Task requirements – Look for the string "outstretched" in the listing below and copy every line in which it appears.

Source records –
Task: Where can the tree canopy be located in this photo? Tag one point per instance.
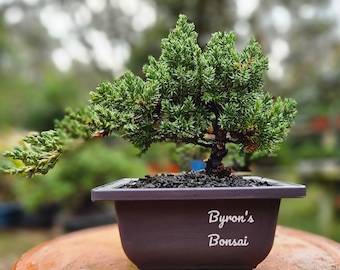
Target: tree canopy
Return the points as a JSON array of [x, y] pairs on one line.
[[187, 94]]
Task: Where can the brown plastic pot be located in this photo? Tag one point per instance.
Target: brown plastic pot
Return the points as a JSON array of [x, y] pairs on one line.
[[197, 228]]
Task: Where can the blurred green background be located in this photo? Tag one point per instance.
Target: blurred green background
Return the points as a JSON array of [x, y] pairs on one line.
[[52, 53]]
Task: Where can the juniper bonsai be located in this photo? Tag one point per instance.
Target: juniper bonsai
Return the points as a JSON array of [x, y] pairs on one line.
[[208, 97]]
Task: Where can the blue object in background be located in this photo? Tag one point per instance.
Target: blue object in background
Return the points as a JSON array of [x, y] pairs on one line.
[[197, 165]]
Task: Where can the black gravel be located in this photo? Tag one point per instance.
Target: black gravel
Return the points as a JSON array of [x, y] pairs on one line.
[[193, 180]]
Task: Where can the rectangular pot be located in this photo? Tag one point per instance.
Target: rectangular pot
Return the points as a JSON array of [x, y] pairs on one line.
[[197, 228]]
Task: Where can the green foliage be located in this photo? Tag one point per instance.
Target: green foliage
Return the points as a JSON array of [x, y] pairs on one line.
[[188, 92]]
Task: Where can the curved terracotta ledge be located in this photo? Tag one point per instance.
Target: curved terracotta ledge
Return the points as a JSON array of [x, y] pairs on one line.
[[100, 248]]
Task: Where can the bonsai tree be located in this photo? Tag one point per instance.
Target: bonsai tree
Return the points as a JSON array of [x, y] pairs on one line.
[[208, 97]]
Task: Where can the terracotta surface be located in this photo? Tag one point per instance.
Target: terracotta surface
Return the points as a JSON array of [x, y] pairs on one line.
[[100, 248]]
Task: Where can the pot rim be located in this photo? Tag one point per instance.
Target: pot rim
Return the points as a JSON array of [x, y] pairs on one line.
[[278, 190]]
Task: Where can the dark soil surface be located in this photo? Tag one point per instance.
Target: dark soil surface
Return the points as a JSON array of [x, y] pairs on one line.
[[193, 180]]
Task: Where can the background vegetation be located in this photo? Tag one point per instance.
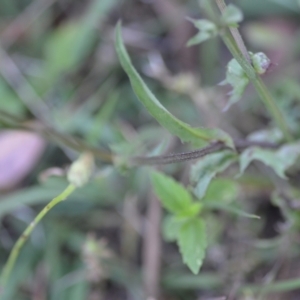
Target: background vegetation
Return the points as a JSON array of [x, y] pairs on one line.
[[61, 80]]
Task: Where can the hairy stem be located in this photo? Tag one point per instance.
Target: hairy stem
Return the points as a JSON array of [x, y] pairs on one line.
[[236, 46]]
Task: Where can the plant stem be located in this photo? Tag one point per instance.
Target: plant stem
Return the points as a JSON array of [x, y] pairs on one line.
[[23, 238], [235, 33], [237, 48]]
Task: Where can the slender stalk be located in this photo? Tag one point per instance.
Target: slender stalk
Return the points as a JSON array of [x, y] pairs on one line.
[[236, 46], [5, 275], [235, 33], [240, 145]]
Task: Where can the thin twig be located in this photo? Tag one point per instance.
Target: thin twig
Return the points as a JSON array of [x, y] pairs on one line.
[[79, 145], [235, 33], [23, 238], [172, 158]]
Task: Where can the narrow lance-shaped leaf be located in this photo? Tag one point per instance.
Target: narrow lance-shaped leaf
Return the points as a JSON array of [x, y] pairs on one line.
[[192, 243], [175, 126]]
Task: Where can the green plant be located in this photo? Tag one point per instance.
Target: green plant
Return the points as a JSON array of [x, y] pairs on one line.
[[215, 182], [188, 225]]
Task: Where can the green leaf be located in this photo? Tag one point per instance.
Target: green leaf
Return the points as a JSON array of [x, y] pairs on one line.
[[271, 135], [175, 126], [279, 160], [71, 42], [174, 197], [207, 30], [232, 15], [222, 190], [171, 227], [221, 195], [192, 243], [237, 78], [206, 169]]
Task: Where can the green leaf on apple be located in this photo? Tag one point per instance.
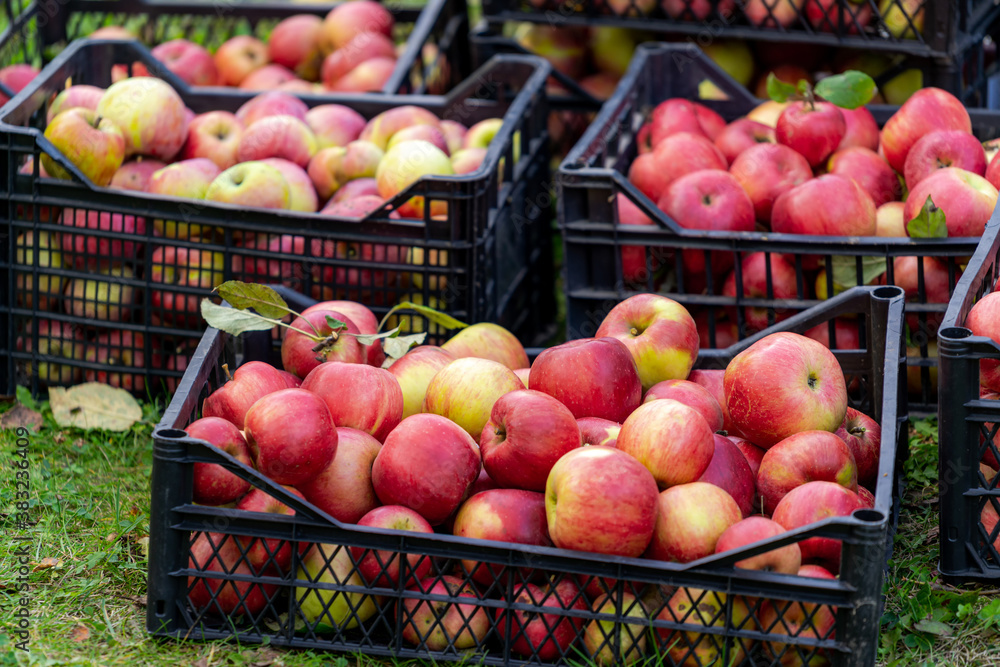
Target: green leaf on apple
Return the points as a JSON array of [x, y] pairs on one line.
[[845, 271], [929, 223], [94, 405], [849, 90], [233, 321], [435, 316], [261, 298], [778, 90]]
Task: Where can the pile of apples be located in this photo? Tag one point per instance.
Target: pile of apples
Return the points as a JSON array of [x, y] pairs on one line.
[[809, 168], [610, 445]]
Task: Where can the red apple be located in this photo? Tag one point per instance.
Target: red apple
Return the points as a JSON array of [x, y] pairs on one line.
[[343, 489], [427, 464], [291, 435], [783, 384], [593, 377], [601, 500], [358, 395]]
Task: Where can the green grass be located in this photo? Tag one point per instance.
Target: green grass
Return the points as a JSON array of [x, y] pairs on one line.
[[90, 499]]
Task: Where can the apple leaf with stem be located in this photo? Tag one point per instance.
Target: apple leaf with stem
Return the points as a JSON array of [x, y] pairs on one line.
[[929, 223]]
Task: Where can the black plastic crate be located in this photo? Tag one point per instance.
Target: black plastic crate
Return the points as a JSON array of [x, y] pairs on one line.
[[967, 426], [594, 175], [434, 60], [855, 598], [489, 258]]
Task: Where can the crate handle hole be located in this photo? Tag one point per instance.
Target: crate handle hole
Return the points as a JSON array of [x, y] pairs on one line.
[[869, 516]]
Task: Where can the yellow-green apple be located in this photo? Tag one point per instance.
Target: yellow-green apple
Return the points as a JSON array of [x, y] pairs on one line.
[[611, 643], [95, 145], [889, 219], [863, 436], [867, 169], [251, 382], [214, 135], [967, 200], [783, 384], [946, 148], [983, 321], [50, 286], [238, 57], [805, 620], [291, 435], [78, 96], [219, 554], [135, 174], [595, 431], [783, 560], [213, 484], [465, 390], [593, 377], [711, 200], [814, 130], [278, 136], [349, 19], [335, 124], [332, 610], [343, 489], [543, 631], [928, 110], [812, 502], [358, 395], [414, 372], [691, 394], [297, 354], [764, 276], [622, 523], [183, 267], [55, 339], [680, 115], [406, 163], [426, 442], [501, 515], [85, 250], [807, 456], [16, 78], [107, 295], [381, 569], [488, 341], [653, 172], [192, 63], [742, 134], [766, 171], [689, 520], [693, 606], [268, 77], [829, 205], [251, 184], [273, 103], [362, 47], [448, 624], [268, 554], [671, 439], [332, 167], [122, 350], [294, 43], [527, 432], [150, 114], [730, 471], [658, 332], [862, 130]]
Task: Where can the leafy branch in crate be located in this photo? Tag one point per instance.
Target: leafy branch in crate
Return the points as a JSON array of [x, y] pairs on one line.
[[256, 307]]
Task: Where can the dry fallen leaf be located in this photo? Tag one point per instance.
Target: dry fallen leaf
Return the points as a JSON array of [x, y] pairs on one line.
[[20, 417]]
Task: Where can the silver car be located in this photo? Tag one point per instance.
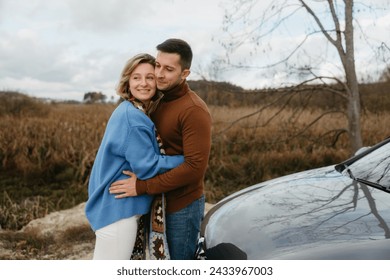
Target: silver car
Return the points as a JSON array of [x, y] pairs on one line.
[[335, 212]]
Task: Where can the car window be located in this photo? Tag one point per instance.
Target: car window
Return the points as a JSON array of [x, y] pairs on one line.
[[371, 167]]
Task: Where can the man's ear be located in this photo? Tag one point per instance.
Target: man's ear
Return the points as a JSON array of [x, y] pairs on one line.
[[185, 73]]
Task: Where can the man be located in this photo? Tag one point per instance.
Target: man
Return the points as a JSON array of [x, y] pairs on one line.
[[184, 124]]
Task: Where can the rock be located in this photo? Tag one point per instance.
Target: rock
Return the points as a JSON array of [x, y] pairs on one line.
[[57, 223]]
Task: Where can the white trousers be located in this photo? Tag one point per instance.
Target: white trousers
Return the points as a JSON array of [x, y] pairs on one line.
[[116, 241]]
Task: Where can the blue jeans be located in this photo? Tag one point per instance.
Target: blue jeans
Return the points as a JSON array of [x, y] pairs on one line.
[[183, 229]]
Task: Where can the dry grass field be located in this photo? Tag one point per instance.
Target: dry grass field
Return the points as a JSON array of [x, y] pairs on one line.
[[47, 150]]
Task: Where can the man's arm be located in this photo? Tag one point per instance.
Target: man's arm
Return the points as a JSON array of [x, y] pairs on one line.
[[196, 131]]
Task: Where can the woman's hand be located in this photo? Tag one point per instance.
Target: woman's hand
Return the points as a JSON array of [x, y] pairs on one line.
[[126, 187]]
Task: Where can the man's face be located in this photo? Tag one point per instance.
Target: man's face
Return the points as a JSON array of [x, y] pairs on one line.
[[168, 70]]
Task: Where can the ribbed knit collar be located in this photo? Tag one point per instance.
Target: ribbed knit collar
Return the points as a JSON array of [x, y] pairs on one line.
[[176, 92]]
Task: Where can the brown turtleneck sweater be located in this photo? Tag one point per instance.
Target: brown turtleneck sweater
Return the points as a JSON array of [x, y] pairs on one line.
[[184, 124]]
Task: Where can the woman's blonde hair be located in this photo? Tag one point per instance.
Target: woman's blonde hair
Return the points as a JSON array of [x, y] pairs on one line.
[[123, 86]]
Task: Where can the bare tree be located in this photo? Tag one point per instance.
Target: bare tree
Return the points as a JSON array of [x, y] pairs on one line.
[[336, 25]]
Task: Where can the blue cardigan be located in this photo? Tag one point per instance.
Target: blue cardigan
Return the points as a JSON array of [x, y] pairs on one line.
[[129, 143]]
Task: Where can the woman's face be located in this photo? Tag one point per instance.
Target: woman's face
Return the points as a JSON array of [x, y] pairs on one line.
[[143, 83]]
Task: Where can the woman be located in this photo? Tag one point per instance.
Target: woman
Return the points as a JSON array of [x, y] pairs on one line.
[[129, 143]]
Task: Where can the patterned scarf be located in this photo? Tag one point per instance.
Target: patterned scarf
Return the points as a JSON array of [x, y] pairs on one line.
[[152, 237]]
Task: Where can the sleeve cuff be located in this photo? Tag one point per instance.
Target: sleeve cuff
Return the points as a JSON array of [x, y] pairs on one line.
[[140, 187]]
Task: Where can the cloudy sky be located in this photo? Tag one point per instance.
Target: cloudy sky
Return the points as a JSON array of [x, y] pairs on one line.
[[63, 49]]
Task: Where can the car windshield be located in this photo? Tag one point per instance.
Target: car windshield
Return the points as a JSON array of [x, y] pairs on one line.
[[370, 167]]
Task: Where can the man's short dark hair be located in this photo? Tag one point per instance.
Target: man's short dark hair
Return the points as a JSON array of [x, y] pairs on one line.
[[179, 47]]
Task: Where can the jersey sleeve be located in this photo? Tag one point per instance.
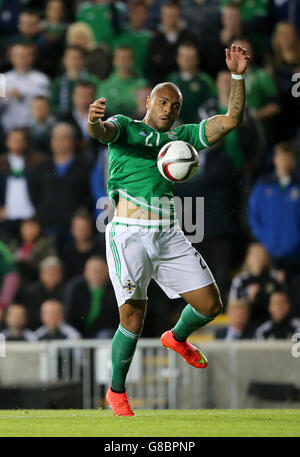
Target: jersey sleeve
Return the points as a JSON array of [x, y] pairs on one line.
[[121, 122], [194, 134]]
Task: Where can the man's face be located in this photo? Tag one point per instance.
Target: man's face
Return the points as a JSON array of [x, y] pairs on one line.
[[238, 317], [16, 142], [83, 97], [279, 306], [123, 59], [170, 16], [16, 317], [187, 58], [163, 108], [30, 231], [40, 109], [81, 229], [247, 45], [22, 57], [51, 276], [73, 60], [28, 25], [138, 15], [284, 161], [52, 314], [55, 11]]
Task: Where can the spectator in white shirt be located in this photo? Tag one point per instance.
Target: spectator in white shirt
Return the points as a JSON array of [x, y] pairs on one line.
[[23, 83], [16, 166], [15, 320], [54, 327]]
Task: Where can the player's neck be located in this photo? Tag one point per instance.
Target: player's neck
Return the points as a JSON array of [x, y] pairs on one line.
[[148, 122]]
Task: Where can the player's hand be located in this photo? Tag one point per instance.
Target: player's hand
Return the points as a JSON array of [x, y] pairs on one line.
[[237, 59], [97, 109], [14, 93], [252, 291]]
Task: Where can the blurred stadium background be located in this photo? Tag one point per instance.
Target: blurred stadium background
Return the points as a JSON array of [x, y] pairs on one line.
[[57, 307]]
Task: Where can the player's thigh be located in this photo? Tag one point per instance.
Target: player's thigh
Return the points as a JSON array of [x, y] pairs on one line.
[[206, 300], [130, 268], [180, 267], [132, 315]]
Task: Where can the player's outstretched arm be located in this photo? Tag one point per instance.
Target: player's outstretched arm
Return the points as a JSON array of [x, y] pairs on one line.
[[217, 127], [104, 131]]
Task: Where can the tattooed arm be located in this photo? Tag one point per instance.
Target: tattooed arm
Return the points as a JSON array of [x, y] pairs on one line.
[[217, 127]]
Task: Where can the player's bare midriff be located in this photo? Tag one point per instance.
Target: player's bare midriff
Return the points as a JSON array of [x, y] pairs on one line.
[[128, 209]]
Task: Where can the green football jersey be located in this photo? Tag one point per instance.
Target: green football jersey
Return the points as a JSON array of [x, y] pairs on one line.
[[133, 172]]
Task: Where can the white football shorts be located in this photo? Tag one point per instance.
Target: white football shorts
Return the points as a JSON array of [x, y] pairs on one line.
[[137, 252]]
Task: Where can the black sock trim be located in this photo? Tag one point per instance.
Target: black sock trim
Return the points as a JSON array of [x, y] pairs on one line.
[[177, 339], [118, 391]]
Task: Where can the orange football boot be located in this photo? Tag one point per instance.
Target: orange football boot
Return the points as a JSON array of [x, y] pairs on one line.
[[190, 353], [119, 403]]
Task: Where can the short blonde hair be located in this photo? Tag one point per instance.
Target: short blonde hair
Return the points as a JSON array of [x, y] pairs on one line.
[[84, 29]]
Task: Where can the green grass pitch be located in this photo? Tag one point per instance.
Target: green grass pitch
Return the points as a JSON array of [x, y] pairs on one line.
[[150, 423]]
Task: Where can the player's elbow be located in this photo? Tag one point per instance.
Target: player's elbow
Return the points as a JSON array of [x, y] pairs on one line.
[[234, 120]]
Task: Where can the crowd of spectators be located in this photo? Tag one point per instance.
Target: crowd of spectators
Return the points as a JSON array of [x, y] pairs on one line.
[[57, 57]]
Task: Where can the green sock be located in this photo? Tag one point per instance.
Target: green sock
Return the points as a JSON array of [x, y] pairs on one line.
[[189, 321], [123, 348]]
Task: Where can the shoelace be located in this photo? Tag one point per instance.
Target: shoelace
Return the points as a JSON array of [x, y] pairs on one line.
[[123, 404]]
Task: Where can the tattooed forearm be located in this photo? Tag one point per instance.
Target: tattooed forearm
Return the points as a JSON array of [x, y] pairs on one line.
[[217, 127], [237, 100], [213, 127]]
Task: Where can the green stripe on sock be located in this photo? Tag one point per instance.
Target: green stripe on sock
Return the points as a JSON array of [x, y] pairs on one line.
[[126, 332], [123, 348], [189, 321], [115, 254]]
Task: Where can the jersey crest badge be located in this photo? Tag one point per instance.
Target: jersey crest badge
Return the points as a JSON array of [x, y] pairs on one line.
[[172, 136], [129, 286]]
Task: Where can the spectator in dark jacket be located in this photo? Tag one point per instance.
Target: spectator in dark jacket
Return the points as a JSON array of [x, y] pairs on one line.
[[256, 282], [274, 211], [9, 279], [90, 301], [83, 95], [54, 326], [213, 182], [40, 125], [31, 249], [15, 320], [61, 186], [239, 327], [163, 46], [49, 286], [281, 325], [83, 245]]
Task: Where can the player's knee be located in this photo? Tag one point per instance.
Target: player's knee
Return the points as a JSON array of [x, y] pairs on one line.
[[133, 322], [214, 305]]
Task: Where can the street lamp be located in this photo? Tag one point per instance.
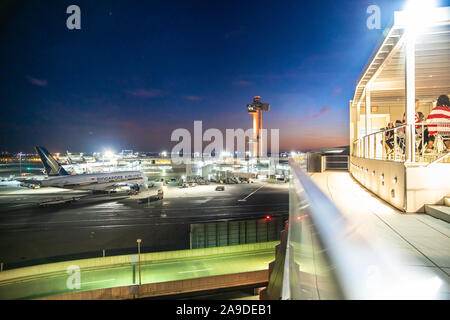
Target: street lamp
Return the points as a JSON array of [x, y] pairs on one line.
[[139, 258]]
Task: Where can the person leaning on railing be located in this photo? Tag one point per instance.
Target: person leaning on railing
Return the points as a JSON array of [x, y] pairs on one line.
[[389, 137], [438, 122]]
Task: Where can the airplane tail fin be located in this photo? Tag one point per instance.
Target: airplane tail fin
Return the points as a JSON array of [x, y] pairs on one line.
[[52, 167]]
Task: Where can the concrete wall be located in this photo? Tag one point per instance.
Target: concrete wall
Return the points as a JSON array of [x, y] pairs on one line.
[[384, 178], [170, 287], [25, 273]]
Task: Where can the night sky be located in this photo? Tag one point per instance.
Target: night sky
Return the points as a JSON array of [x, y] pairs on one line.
[[137, 70]]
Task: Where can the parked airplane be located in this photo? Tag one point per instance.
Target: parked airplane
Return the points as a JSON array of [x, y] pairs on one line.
[[58, 177]]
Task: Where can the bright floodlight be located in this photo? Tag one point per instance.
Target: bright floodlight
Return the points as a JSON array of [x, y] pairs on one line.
[[419, 14]]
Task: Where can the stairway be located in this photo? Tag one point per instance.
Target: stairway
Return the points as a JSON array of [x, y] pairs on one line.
[[439, 211]]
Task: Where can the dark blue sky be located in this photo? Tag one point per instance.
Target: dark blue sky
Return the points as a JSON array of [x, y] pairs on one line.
[[137, 70]]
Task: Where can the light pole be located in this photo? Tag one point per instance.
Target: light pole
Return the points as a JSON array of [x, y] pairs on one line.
[[139, 258]]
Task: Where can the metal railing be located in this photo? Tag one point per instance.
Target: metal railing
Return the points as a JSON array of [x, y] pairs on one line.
[[328, 258], [390, 143]]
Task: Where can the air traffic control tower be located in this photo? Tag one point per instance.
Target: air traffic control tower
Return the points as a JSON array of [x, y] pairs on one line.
[[256, 108]]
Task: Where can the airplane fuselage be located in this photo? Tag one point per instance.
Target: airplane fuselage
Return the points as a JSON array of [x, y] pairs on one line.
[[95, 181]]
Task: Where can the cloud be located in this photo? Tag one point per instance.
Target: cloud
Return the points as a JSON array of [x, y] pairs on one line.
[[322, 111], [242, 83], [193, 98], [146, 93], [37, 82]]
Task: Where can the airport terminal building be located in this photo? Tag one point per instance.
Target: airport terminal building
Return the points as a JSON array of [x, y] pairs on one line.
[[390, 113]]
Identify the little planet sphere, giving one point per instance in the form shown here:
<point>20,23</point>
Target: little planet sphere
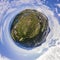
<point>29,28</point>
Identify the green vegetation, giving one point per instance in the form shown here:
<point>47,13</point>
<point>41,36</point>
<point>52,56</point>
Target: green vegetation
<point>27,25</point>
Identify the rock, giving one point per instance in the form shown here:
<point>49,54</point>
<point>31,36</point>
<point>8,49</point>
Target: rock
<point>29,28</point>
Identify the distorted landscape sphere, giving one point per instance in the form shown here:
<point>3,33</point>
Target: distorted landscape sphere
<point>29,28</point>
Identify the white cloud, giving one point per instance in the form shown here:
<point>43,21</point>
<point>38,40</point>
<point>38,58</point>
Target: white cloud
<point>52,54</point>
<point>3,58</point>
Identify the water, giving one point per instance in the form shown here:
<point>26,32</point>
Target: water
<point>8,10</point>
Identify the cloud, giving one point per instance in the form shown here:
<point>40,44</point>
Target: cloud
<point>3,58</point>
<point>52,54</point>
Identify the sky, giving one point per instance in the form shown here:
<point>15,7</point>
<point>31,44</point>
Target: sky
<point>54,6</point>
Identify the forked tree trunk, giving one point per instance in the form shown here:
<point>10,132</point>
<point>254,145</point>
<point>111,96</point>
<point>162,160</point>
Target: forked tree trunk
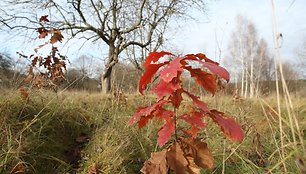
<point>106,81</point>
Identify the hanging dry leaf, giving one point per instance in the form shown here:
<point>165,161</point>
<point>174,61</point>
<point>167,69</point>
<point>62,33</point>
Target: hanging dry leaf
<point>176,159</point>
<point>157,164</point>
<point>24,93</point>
<point>199,151</point>
<point>18,168</point>
<point>93,169</point>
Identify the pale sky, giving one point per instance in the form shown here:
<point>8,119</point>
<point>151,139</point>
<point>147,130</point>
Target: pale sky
<point>215,28</point>
<point>218,25</point>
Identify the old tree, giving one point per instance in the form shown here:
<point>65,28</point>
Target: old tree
<point>118,24</point>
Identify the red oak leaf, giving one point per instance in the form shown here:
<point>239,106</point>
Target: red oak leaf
<point>144,120</point>
<point>172,70</point>
<point>57,36</point>
<point>154,57</point>
<point>228,125</point>
<point>194,118</point>
<point>202,56</point>
<point>44,18</point>
<point>205,79</point>
<point>193,131</point>
<point>162,88</point>
<point>42,32</point>
<point>176,97</point>
<point>162,113</point>
<point>164,134</point>
<point>148,75</point>
<point>200,104</point>
<point>215,69</point>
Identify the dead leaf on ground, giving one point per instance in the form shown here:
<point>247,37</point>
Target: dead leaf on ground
<point>176,159</point>
<point>157,164</point>
<point>18,168</point>
<point>93,169</point>
<point>199,151</point>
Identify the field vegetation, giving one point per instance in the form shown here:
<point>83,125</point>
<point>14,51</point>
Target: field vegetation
<point>82,132</point>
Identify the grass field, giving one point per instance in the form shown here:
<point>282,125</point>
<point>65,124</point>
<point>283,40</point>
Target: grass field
<point>75,132</point>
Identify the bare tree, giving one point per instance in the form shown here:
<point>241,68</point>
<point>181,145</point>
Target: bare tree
<point>249,57</point>
<point>119,24</point>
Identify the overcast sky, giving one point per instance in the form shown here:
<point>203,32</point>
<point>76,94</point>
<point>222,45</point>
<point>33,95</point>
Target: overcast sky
<point>215,28</point>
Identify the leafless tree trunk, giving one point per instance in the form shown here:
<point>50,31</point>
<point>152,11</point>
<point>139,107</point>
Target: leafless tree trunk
<point>118,24</point>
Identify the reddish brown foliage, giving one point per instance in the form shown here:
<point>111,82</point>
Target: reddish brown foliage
<point>50,70</point>
<point>185,154</point>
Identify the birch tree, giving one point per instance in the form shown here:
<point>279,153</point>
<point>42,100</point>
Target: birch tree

Result of this task –
Task: Where can the player's outstretched arm be located in this photo? Tag one point per instance.
Target: player's outstretched arm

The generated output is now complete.